• _Challenge_
Please reproduce all of the following data line for line, without changing anything.

** begin **

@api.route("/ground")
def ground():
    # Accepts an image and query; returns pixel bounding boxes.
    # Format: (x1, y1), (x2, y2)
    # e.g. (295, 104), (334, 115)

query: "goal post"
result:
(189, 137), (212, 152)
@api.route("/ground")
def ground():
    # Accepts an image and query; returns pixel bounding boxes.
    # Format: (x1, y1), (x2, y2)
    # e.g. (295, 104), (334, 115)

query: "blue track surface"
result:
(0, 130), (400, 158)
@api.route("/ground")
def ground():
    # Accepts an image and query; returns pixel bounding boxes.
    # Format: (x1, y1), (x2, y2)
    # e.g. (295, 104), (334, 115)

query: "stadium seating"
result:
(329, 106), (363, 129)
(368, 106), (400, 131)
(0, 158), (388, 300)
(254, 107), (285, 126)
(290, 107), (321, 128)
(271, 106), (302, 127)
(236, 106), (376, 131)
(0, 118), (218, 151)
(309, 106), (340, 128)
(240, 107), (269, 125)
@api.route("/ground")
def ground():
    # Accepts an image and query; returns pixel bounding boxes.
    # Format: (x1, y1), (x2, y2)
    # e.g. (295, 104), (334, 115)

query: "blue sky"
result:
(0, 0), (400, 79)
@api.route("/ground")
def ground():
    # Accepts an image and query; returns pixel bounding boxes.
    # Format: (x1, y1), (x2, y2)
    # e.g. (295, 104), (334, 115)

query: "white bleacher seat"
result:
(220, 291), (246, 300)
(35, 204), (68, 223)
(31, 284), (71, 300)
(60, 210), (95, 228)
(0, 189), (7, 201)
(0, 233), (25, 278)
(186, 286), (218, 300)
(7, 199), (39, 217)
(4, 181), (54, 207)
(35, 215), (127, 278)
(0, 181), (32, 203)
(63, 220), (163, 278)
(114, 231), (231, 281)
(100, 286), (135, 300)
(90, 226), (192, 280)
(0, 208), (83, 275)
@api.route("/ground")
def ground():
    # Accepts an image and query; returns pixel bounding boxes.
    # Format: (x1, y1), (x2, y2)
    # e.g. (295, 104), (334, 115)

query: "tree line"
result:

** end **

• _Correct output_
@api.route("/ground")
def ground():
    # Accepts an image and query; returns pixel bounding boxes.
    # Format: (x1, y1), (x2, y2)
    # e.g. (295, 104), (334, 115)

query: "goal post"
result:
(189, 137), (212, 152)
@api.route("/ground")
def ground():
    # Accepts an image and query; returns pixel bounding boxes.
    # Format: (x1, y1), (x2, y2)
    # e.g. (295, 104), (334, 115)

query: "blue track surface"
result:
(0, 130), (400, 158)
@api.route("/ground")
def ground():
    # Accepts an image and query; returns pixel bounding boxes.
    # Format: (x1, y1), (x2, y2)
    # e.g. (295, 104), (334, 115)

query: "stadium seating"
result:
(329, 106), (363, 129)
(368, 106), (400, 131)
(0, 158), (388, 300)
(254, 107), (285, 126)
(290, 107), (321, 128)
(271, 106), (302, 127)
(236, 106), (376, 131)
(0, 118), (218, 151)
(309, 106), (340, 128)
(240, 107), (269, 125)
@api.route("/ground")
def ground():
    # Accepts an image and query; returns pixel bounding boxes.
    # Format: (x1, y1), (x2, y2)
    # e.g. (295, 104), (334, 115)

query: "blue sky"
result:
(0, 0), (400, 79)
@api.route("/ground")
def ground():
    # Accepts an image and query; returns pixel bounding boxes.
    # Format: (x1, y1), (x2, y2)
    # e.g. (295, 104), (334, 115)

query: "white bleacher seat"
result:
(220, 291), (246, 300)
(35, 204), (68, 223)
(31, 284), (71, 300)
(60, 210), (95, 228)
(0, 189), (7, 201)
(0, 233), (25, 278)
(186, 286), (218, 300)
(7, 199), (39, 217)
(4, 181), (54, 207)
(35, 215), (127, 278)
(0, 181), (32, 203)
(63, 220), (163, 278)
(114, 231), (231, 281)
(100, 286), (135, 300)
(90, 226), (192, 280)
(0, 208), (83, 275)
@api.route("/ground")
def ground():
    # Accepts an image and query; returns pixel bounding boxes.
    # Format: (x1, y1), (x2, y2)
    # e.g. (295, 104), (334, 115)

query: "tree line"
result:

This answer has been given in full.